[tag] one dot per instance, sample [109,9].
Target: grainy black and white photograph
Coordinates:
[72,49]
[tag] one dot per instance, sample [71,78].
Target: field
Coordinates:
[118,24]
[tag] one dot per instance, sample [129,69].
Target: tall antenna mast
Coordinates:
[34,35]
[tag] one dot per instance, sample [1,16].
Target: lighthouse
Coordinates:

## AIM OF THE TASK
Rewrite every line of the data above, requests included, and multiply each coordinate in the answers by 1.3, rounding to the nearest whole number with halves rounded up. Leave the sample coordinates in the requests unchanged.

## IN RESPONSE
[tag] one dot per instance, sample [109,9].
Target: grainy black and white photograph
Coordinates:
[94,64]
[tag] one dot per instance, sample [71,78].
Target: field
Coordinates:
[153,31]
[tag] one dot per instance, sample [129,69].
Target: tall antenna mast
Coordinates:
[44,46]
[tag] one dot per instance, sample [1,16].
Target: lighthouse
Coordinates:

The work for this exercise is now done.